▸ TO DO:
Copy out nothing but the line containing "Query: sign board" and the lines that follow it to the end of the entries, exactly as they stand.

▸ RECORDS FOR THIS EXERCISE:
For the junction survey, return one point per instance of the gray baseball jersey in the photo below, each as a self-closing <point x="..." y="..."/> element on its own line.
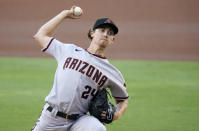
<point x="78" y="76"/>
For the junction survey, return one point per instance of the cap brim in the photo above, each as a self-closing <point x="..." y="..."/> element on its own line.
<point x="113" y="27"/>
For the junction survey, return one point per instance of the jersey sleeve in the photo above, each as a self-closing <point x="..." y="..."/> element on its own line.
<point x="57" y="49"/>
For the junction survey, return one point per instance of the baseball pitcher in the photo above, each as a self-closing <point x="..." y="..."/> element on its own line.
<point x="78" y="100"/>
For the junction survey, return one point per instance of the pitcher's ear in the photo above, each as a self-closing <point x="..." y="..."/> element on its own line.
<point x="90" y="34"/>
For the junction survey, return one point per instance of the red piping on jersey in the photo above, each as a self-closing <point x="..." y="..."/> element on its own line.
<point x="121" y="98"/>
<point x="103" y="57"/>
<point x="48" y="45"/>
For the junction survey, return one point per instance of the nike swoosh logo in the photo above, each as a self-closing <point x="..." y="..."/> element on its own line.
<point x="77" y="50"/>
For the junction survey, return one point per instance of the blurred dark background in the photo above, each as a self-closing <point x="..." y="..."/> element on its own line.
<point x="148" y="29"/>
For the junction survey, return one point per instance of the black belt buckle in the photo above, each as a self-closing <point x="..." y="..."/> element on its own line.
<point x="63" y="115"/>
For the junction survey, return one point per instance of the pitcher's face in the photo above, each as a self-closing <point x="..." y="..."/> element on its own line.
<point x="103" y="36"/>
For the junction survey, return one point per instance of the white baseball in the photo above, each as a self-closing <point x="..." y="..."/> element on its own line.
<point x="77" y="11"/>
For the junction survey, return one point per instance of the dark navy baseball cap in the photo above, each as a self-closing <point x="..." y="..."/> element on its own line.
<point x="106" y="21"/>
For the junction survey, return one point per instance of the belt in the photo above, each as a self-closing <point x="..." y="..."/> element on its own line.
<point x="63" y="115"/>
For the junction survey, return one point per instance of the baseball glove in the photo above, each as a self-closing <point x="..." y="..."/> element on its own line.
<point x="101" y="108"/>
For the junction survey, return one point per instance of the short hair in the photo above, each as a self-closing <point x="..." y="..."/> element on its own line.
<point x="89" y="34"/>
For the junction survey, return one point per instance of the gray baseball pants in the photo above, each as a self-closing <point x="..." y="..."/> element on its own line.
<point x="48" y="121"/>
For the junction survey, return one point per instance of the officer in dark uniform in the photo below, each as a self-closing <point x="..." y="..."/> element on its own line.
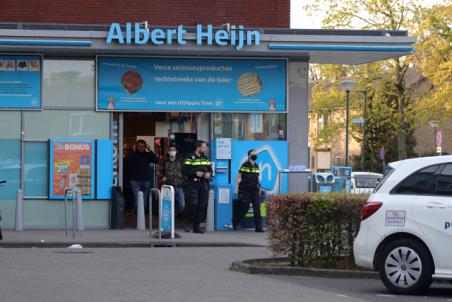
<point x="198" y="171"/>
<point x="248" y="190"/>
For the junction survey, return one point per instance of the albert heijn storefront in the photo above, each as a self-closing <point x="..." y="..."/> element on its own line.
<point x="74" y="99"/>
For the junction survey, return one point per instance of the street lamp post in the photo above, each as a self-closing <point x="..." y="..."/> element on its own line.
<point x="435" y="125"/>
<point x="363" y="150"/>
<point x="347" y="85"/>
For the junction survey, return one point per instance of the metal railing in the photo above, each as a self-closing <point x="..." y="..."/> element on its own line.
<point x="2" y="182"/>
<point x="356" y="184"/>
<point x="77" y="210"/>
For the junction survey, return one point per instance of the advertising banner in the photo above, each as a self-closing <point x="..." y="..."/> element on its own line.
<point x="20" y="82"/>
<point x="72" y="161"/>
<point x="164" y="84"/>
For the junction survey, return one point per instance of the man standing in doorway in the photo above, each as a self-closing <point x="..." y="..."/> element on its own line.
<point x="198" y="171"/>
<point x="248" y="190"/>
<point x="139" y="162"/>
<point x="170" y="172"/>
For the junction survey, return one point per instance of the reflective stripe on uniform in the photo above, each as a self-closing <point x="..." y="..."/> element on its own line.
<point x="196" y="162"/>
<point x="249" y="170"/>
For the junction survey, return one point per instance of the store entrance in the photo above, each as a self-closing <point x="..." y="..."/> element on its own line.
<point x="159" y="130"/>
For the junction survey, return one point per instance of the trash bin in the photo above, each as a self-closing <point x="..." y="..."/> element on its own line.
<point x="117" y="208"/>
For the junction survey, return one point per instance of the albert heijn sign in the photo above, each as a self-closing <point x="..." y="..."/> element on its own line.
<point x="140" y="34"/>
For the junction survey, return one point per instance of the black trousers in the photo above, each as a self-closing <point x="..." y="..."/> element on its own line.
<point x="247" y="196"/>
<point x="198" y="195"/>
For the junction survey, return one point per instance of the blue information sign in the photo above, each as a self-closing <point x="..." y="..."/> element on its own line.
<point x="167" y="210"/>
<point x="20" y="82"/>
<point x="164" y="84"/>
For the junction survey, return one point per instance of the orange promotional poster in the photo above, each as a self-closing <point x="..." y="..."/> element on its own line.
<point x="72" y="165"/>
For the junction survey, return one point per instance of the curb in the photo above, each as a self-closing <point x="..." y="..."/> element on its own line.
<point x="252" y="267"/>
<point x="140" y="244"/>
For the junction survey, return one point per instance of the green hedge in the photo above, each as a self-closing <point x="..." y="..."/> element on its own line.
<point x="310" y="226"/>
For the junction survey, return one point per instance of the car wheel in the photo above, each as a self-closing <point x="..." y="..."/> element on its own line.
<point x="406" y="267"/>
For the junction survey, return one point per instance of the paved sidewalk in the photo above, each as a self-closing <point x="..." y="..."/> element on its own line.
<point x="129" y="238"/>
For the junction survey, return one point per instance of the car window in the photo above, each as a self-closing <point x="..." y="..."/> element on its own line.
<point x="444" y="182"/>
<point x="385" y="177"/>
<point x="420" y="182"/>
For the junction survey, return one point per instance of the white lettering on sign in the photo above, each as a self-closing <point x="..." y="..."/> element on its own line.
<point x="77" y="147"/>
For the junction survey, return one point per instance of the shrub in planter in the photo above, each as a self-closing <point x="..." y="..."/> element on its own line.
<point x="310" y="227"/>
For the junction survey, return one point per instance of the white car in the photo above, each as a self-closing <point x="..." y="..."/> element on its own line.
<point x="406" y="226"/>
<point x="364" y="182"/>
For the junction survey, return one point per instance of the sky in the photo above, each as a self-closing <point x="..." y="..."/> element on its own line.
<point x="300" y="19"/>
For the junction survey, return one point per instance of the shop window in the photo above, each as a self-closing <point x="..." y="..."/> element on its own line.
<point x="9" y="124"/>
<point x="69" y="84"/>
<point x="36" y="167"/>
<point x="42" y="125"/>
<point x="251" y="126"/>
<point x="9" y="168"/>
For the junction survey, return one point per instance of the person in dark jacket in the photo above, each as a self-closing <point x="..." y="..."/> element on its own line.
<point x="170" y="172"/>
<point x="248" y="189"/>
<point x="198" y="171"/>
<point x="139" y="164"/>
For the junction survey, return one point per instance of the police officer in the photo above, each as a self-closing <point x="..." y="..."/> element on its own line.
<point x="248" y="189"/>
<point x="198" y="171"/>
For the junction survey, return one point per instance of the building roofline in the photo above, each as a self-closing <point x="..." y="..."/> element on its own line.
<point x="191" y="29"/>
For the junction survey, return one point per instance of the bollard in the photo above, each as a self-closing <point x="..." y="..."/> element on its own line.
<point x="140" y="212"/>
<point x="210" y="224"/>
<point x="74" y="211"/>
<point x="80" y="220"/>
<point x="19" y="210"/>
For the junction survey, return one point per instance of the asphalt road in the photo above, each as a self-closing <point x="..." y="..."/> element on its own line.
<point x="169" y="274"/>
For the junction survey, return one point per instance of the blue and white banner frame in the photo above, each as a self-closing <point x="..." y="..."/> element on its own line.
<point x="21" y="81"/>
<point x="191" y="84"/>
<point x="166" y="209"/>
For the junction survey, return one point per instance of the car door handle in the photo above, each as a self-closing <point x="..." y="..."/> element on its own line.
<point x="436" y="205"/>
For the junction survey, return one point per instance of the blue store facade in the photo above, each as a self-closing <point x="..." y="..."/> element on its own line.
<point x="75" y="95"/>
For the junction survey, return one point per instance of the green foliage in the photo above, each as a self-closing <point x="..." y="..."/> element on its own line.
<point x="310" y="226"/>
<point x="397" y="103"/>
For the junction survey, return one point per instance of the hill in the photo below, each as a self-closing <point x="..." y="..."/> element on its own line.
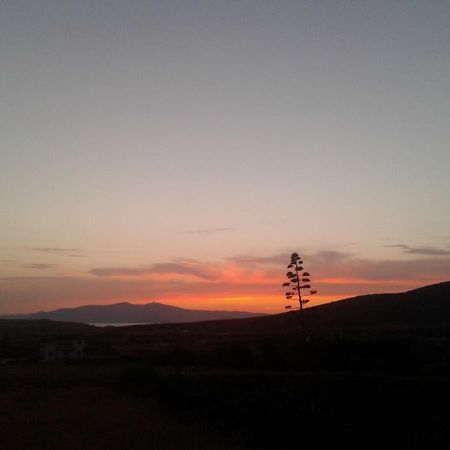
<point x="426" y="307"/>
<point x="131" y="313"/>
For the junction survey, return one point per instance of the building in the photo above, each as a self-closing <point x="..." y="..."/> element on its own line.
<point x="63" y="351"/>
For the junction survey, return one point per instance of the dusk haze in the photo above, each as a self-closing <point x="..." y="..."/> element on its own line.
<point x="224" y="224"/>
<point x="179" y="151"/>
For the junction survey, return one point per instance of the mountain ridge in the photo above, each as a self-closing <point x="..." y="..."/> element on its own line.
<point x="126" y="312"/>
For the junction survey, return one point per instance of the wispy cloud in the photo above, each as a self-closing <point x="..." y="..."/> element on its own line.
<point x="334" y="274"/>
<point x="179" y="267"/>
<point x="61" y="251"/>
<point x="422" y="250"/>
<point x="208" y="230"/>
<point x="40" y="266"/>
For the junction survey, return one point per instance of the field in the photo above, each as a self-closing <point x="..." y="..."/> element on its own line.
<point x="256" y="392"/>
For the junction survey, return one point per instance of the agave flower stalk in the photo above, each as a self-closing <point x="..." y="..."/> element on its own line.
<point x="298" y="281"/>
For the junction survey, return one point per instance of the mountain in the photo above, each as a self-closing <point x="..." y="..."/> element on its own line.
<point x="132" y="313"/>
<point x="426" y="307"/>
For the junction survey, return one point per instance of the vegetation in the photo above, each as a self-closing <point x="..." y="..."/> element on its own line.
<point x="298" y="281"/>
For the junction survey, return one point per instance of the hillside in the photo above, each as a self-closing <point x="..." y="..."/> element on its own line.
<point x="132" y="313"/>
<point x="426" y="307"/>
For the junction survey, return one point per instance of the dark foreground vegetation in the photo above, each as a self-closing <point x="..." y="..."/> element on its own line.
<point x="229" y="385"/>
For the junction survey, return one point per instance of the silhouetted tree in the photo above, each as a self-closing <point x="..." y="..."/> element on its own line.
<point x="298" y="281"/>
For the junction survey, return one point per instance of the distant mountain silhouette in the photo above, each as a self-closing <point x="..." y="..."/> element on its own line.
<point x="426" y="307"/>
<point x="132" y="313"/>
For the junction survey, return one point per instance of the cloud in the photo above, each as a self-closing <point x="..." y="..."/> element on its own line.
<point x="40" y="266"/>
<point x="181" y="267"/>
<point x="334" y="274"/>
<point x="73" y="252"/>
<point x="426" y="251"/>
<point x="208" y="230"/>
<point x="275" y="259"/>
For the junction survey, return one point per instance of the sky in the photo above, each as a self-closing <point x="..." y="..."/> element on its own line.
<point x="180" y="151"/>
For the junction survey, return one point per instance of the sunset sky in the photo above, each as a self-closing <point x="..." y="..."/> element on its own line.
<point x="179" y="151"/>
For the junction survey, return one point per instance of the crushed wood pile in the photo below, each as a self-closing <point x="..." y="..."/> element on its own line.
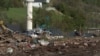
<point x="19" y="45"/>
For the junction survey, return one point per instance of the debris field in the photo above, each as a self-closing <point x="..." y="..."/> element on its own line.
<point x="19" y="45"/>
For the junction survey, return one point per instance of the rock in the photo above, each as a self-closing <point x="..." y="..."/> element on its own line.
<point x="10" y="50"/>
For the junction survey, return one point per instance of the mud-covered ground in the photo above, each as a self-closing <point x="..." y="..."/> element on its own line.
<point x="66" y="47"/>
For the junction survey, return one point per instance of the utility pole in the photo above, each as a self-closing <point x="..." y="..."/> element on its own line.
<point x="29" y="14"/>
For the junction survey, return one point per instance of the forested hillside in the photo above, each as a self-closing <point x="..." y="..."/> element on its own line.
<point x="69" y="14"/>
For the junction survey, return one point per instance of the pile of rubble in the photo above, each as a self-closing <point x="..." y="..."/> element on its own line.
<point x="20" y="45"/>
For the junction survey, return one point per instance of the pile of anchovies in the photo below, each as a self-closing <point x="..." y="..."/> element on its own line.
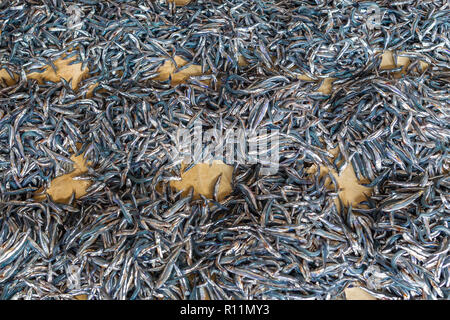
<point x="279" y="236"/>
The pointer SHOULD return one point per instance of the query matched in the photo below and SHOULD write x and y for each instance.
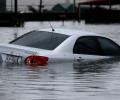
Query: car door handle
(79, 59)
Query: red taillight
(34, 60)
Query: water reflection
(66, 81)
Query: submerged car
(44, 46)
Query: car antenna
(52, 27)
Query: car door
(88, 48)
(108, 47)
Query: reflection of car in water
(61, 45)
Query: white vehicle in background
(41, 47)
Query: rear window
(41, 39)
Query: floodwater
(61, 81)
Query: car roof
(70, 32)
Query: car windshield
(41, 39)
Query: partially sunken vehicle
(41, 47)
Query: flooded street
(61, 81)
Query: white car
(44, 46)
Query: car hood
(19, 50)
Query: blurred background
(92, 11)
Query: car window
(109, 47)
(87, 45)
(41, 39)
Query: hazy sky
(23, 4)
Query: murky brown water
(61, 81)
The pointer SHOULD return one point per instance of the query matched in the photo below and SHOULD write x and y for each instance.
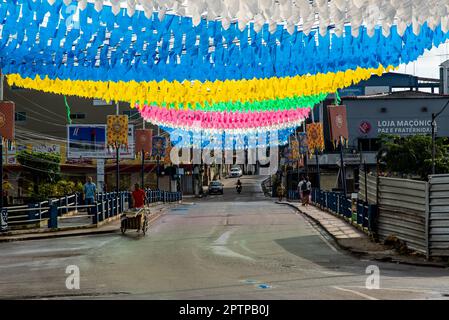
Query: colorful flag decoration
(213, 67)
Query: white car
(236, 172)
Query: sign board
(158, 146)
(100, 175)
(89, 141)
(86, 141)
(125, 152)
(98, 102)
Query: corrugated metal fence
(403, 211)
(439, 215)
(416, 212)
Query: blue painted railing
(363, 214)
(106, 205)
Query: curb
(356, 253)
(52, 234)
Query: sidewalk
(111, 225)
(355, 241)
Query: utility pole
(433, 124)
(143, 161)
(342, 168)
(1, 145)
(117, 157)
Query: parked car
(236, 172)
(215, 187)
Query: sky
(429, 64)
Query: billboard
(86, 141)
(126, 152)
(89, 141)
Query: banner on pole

▸ ANSWER TO THIS EXERCISE:
Query: sign board
(158, 146)
(100, 175)
(89, 141)
(86, 141)
(125, 152)
(98, 102)
Query: corrugated metal fence
(403, 211)
(439, 215)
(416, 212)
Query: blue painted railing
(363, 214)
(106, 205)
Query: curb
(356, 253)
(52, 234)
Query: sidewalk
(111, 225)
(355, 241)
Query: utility pole
(433, 124)
(143, 161)
(342, 168)
(1, 145)
(117, 157)
Query: parked car
(236, 172)
(215, 187)
Query: sky
(429, 64)
Query: billboard
(86, 141)
(126, 152)
(89, 141)
Query: banner on pole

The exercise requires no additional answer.